§ **Exercise objective**: Rewrite the lines from the one containing "Where can you see the clear" through the last line, putting "Mark" wherever "Pin" appears and leaving everything else untouched.

§ **Supplied data**:
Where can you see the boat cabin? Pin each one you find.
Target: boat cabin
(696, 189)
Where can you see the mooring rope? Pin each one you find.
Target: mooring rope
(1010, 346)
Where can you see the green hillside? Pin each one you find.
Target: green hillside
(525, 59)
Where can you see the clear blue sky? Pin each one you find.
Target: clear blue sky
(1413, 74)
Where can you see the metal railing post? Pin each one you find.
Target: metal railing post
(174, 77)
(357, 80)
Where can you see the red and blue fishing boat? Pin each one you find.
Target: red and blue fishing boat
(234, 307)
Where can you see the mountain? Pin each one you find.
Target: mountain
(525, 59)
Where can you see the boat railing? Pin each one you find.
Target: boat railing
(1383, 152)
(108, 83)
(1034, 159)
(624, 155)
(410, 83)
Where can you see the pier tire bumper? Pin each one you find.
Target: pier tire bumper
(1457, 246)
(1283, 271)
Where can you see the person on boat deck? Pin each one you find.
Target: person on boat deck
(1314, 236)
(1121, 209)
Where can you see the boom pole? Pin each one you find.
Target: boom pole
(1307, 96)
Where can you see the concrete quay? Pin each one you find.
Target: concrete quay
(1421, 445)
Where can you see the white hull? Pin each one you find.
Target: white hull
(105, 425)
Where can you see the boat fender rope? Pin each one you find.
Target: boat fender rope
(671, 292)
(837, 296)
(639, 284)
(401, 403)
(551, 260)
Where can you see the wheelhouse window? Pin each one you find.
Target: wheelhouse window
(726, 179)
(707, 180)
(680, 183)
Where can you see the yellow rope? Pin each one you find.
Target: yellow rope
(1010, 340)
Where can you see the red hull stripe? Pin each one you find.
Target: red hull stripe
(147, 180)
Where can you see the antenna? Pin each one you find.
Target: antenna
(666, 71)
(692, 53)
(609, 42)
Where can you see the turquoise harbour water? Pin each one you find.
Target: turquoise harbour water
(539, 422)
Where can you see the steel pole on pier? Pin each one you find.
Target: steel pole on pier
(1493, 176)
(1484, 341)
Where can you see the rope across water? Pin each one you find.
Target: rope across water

§ **Result of the exercise**:
Where can you see the clear blue sky? Mark each one you find.
Target: clear blue sky
(1413, 74)
Where can you see the metal railing post? Mark each one you find.
Target: metal railing post
(174, 77)
(357, 80)
Where can you see the red and blue fishing boat? Mark each one you find.
Target: red and blue fishing boat
(234, 307)
Where can you see the mountain? Mark each one you find.
Target: mountain
(525, 59)
Where can you see the boat railing? Mark each one you find.
Target: boat railing
(1383, 152)
(108, 83)
(1034, 159)
(624, 155)
(410, 83)
Where can you see the pier tire bumper? Mark each one you find.
Target: pier tire bumper
(1457, 246)
(1283, 271)
Where can you see the person on boat deck? Mark each one you find.
Target: person on boat deck
(1314, 236)
(1121, 209)
Where can you see the boom pole? Mark each one you find.
Target: boom pole
(1307, 96)
Where can you see the concrete quay? Mark each one you find.
Target: concrete quay
(1421, 445)
Where can you see the white hull? Mark each one you find.
Target: white hull
(105, 425)
Where can you see the boat fender rope? Mark each one you find.
Target: boat fender rope
(671, 292)
(837, 296)
(639, 284)
(401, 403)
(551, 260)
Where can you see the wheelhouse window? Mark each one you find.
Target: wheelhouse window
(726, 179)
(707, 180)
(680, 183)
Where can you see the yellow rope? Mark each one you find.
Target: yellow rope
(1010, 340)
Where can you see the red hull stripe? Mark each one you find.
Target: red hull stripe
(147, 180)
Where can you see the antenna? Mark each one you find.
Target: antenna
(666, 71)
(692, 53)
(609, 42)
Where can you see the turquoise harbour water? Mark each one you find.
Target: turquoise harbour water
(539, 422)
Where can you see the steel pole on pier? Mark each one you find.
Target: steel pole on pier
(1493, 176)
(1484, 341)
Where can you see the rope across water? Mark each one you find.
Target: rope across water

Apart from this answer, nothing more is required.